## TASK DESCRIPTION:
Your job is to restate each entry word for word.

## DATA PROVIDED:
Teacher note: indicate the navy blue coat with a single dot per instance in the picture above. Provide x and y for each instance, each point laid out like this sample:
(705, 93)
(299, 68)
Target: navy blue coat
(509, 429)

## WRITTEN SOLUTION:
Teacher note: indicate the navy blue coat with a single dot per instance in the picture above. Provide x and y for each instance, each point laid out like this sample:
(705, 93)
(299, 68)
Target: navy blue coat
(509, 429)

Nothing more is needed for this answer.